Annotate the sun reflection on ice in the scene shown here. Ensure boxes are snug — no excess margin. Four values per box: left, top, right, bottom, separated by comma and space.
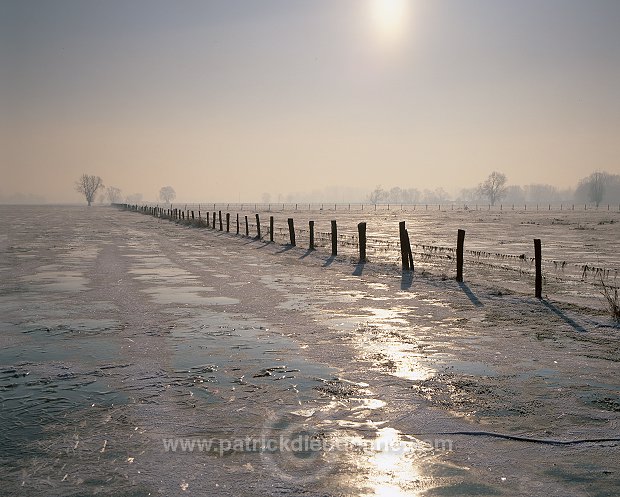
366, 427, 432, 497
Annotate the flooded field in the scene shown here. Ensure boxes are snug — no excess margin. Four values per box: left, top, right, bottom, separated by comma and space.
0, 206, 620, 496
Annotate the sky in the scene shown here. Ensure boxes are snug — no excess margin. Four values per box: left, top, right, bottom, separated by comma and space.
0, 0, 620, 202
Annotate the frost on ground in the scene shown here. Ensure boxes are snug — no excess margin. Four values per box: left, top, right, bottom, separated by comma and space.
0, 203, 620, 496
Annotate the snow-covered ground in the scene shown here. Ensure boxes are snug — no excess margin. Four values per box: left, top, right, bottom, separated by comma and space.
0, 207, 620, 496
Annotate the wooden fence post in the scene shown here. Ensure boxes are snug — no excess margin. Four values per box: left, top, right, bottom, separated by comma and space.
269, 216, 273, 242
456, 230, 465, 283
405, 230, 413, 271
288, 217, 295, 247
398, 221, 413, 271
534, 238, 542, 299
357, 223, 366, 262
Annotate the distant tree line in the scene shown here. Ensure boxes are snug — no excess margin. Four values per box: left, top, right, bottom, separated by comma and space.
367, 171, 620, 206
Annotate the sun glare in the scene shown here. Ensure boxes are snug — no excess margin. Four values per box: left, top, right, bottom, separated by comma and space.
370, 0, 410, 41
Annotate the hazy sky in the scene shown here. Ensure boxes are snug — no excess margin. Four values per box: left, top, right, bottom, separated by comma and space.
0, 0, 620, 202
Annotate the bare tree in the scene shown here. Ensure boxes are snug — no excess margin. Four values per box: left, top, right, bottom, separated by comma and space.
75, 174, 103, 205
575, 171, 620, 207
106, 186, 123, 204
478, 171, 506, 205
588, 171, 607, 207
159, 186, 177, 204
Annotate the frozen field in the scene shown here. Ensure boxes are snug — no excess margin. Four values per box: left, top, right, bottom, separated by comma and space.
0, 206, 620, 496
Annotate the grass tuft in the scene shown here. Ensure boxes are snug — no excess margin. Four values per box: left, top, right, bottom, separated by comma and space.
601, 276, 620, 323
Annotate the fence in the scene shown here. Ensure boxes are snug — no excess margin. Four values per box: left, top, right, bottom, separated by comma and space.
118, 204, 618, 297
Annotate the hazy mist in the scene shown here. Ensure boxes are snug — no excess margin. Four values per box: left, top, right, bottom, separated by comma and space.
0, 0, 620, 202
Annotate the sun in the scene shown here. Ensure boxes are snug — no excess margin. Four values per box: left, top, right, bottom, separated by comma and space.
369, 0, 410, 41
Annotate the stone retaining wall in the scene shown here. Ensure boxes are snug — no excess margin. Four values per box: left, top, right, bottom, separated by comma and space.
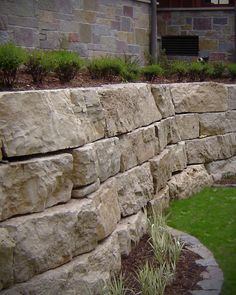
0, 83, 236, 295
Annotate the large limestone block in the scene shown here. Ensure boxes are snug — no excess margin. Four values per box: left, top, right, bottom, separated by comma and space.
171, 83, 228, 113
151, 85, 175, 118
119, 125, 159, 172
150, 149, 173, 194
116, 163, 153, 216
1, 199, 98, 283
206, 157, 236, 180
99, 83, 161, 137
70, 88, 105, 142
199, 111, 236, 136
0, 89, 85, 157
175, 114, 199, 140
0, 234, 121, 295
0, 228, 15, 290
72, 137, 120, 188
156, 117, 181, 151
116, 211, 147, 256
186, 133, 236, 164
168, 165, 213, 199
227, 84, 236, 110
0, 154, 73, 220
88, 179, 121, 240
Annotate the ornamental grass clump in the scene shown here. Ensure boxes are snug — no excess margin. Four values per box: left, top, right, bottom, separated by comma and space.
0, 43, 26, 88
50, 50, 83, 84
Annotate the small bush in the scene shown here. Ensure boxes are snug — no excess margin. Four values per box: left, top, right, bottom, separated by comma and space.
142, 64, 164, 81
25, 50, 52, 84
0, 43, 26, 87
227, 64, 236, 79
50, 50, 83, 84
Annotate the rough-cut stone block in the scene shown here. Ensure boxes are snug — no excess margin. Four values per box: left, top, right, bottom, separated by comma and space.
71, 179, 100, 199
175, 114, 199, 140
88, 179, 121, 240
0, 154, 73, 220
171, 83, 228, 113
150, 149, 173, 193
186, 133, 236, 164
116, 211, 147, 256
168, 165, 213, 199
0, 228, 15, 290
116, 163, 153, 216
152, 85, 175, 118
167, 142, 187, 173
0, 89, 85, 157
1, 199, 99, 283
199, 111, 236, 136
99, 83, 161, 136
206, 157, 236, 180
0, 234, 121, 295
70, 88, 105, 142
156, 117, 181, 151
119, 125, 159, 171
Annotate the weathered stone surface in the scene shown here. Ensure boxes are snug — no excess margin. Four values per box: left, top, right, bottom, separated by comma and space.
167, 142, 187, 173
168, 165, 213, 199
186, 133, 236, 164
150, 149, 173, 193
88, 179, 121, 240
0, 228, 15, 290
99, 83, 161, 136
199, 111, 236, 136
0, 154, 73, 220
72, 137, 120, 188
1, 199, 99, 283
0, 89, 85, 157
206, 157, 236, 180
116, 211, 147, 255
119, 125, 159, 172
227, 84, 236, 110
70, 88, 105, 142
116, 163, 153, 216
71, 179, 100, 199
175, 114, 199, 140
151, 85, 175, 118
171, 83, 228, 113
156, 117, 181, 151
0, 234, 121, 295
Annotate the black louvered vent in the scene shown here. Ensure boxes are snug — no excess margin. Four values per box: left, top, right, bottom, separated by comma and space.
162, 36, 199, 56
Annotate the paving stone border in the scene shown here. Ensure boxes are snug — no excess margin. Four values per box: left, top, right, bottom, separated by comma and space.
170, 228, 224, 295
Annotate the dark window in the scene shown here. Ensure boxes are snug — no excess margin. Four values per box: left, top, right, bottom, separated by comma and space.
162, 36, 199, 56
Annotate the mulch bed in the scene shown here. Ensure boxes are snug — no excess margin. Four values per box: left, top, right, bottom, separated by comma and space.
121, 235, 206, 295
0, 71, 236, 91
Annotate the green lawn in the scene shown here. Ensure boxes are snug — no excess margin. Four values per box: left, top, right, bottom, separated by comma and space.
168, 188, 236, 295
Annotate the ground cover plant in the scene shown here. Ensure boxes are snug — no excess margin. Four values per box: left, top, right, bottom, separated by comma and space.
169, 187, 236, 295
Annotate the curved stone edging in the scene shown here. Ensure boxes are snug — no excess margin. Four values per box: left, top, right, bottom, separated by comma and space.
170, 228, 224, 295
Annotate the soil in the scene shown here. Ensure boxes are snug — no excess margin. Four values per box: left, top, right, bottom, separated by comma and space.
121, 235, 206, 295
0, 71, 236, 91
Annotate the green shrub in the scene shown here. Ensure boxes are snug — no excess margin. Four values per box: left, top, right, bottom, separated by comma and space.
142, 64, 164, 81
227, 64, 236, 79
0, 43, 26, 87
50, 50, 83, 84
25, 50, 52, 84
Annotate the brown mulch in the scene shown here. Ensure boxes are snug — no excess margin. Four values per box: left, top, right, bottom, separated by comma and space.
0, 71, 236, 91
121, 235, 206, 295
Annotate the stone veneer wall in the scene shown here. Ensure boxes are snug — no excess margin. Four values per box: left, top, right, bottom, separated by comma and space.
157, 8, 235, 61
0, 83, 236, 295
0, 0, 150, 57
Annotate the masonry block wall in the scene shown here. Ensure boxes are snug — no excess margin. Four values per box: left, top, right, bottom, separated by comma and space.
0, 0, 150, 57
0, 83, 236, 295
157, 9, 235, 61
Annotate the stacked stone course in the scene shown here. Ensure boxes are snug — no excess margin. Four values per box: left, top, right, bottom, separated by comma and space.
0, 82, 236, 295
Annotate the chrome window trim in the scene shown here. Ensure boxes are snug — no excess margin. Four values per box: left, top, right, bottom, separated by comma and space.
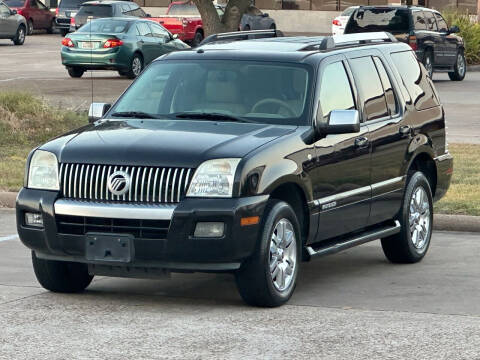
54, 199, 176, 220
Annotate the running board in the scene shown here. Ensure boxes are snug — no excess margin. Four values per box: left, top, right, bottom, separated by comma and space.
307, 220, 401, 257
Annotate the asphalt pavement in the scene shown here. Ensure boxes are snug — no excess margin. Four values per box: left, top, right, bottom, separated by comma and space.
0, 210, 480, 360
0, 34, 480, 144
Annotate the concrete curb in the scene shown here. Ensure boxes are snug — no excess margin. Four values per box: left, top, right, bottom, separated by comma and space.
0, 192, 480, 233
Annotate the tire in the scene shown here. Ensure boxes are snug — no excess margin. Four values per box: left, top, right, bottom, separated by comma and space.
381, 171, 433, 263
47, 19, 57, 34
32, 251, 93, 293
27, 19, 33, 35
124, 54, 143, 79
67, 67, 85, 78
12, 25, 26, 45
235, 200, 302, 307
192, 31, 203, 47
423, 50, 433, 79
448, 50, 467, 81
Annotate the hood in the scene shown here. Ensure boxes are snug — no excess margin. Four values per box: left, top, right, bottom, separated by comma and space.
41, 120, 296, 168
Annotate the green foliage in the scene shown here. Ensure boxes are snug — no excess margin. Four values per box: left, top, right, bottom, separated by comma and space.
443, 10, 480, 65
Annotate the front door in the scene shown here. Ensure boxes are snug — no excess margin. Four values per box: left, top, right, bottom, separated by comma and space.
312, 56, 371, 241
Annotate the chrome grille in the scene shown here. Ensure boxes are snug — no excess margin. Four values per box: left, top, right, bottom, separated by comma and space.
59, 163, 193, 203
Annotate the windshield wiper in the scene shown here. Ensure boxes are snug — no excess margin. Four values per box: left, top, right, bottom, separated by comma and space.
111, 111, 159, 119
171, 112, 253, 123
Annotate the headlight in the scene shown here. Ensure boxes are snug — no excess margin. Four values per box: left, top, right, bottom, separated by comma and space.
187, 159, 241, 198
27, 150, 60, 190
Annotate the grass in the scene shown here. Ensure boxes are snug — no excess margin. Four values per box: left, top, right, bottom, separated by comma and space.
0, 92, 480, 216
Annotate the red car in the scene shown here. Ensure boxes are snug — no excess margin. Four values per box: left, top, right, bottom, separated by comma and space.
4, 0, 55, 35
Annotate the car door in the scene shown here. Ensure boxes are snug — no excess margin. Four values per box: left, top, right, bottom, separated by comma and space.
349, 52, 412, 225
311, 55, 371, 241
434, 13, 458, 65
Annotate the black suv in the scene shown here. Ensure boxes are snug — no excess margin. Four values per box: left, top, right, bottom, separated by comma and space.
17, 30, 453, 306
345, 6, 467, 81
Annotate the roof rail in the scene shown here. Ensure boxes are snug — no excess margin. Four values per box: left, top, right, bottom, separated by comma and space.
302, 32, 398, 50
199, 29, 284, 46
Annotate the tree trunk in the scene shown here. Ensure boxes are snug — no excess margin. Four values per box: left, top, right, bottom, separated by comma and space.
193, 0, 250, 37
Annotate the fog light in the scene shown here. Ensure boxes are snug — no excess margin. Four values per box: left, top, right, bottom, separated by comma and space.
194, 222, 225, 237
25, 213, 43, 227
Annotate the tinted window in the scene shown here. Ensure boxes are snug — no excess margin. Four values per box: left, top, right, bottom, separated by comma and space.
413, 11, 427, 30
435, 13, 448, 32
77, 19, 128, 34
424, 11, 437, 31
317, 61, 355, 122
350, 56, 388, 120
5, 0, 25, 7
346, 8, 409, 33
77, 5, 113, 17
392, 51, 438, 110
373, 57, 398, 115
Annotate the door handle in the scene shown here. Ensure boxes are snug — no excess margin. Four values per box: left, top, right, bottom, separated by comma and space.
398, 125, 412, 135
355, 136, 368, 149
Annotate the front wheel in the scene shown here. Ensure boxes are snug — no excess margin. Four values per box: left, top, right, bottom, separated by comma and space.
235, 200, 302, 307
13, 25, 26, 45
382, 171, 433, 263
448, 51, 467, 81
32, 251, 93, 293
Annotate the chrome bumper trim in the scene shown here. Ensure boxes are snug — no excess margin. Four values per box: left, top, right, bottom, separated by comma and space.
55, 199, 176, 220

------------------------------------------------

**Objective**
Write out again, word for word, the portion of the records that runs from their start through the line containing "366, 427, 432, 497". Leave the pictures out of your answer.

**Output below**
Annotate the sun reflection on ice in the scene shown here. Ensure boxes are snug — no excess margin. Four values per box: left, top, right, bottom, separated by comma and space.
366, 427, 432, 497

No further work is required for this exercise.